Records excerpted from a collection:
━━━━━━━━━━━━━━━━━━━━
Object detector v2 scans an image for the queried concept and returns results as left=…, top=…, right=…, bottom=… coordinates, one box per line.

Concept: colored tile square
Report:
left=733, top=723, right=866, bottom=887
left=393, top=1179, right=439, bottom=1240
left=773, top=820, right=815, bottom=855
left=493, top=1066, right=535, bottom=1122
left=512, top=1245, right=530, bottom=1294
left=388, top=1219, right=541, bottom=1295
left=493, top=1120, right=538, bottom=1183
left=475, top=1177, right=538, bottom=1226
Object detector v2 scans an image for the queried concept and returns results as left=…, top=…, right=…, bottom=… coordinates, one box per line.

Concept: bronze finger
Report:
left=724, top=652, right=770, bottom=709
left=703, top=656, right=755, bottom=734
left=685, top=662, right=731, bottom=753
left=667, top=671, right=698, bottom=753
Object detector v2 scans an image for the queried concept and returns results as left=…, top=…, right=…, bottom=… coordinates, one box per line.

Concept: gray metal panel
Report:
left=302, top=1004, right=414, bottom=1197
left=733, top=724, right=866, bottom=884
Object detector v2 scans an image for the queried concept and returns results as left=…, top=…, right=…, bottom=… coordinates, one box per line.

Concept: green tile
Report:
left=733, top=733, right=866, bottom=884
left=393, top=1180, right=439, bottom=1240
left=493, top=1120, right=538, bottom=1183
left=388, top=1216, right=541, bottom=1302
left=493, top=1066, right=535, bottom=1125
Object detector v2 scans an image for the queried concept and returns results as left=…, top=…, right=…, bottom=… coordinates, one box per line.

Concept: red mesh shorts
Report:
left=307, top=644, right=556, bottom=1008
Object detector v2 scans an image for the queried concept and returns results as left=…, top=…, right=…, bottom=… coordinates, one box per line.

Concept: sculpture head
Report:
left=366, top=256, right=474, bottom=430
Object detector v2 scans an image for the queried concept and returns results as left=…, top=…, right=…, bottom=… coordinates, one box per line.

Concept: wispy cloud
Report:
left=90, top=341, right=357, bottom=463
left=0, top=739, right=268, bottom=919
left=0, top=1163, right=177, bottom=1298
━━━━━━━━━━━━━━━━━━━━
### EXERCISE OBJECTIVE:
Rewrite all of the records above, substituting "Detections" for every occurrence of "Report" and leaving everything else unchanged.

### RESULT:
Object detector v2 scans an image for the queried concept and returns results as left=…, top=…, right=…, bottom=… coordinates, one box per line.

Concept: colored tile square
Detections:
left=733, top=723, right=866, bottom=887
left=393, top=1179, right=439, bottom=1240
left=773, top=820, right=815, bottom=855
left=493, top=1066, right=535, bottom=1122
left=512, top=1245, right=530, bottom=1294
left=388, top=1219, right=541, bottom=1295
left=493, top=1120, right=538, bottom=1183
left=475, top=1177, right=538, bottom=1226
Object detector v2 scans an image for the queried concept and returns results as left=…, top=…, right=…, bottom=… coordinates, one box per line.

Concept: bronze finger
Detections:
left=724, top=652, right=770, bottom=709
left=703, top=656, right=755, bottom=734
left=685, top=662, right=731, bottom=753
left=667, top=671, right=698, bottom=753
Object detector v2 scans an image for the queried concept and returns results as left=…, top=…, right=…, bottom=… coordinates, one box per line.

Concept: gray metal panel
Detections:
left=302, top=1004, right=414, bottom=1197
left=733, top=724, right=866, bottom=884
Object detector v2 scans an image for the queried concept and returns results as left=…, top=…, right=…, bottom=… coordinates, one box per line.

Concept: green tile
Detections:
left=733, top=733, right=866, bottom=884
left=393, top=1180, right=439, bottom=1240
left=493, top=1120, right=538, bottom=1183
left=388, top=1216, right=541, bottom=1302
left=493, top=1066, right=535, bottom=1125
Object detector v2 scans an image for the queried concept and returns results as left=…, top=…, right=…, bottom=… coordinates, one box per line.

Concept: red mesh shorts
Detections:
left=307, top=644, right=556, bottom=1008
Object detector v2 scans an image for the queried concept and returns results as left=…, top=…, right=…, bottom=… coordinates, one box per line.

Concept: sculpture head
Detections:
left=366, top=256, right=474, bottom=430
Object detector v2 scans an image for the queried concept and returns results as left=…, top=…, right=…, bottom=… coordinates, one box per line.

Concept: wispy cloud
Detections:
left=90, top=341, right=357, bottom=463
left=0, top=739, right=268, bottom=919
left=0, top=1163, right=177, bottom=1298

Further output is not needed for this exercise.